**Supplied entries:**
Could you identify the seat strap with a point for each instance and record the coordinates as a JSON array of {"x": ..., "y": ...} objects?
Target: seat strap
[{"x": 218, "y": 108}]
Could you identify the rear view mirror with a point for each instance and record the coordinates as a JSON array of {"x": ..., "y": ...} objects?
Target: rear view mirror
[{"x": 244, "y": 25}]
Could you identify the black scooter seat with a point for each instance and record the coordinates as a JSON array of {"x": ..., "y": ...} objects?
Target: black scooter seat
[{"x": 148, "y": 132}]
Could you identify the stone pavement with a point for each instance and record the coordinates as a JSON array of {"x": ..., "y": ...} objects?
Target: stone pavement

...

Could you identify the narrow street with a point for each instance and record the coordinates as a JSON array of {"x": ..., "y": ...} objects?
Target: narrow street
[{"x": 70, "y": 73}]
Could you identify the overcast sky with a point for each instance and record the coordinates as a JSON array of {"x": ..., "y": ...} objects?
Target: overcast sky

==

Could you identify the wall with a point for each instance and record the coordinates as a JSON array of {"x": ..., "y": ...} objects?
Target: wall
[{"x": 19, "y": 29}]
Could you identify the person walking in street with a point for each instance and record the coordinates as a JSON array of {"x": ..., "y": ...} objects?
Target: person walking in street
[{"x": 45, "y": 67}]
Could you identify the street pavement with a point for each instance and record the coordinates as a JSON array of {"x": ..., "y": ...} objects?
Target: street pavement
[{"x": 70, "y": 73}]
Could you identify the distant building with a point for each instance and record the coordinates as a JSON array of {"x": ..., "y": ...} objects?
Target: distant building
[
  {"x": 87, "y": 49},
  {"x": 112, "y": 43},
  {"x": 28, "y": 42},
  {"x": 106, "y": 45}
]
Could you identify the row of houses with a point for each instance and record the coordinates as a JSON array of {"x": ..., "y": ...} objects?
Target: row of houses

**Work required:** Format everything from the row containing "Could you identify the row" down to the row containing "Target: row of houses" as a JSON list of strings, one string per line, with blank lines left out.

**Correct answer:**
[
  "Could you identify the row of houses with a point for each instance and record the coordinates as a JSON array of {\"x\": ..., \"y\": ...} objects?",
  "Target: row of houses"
]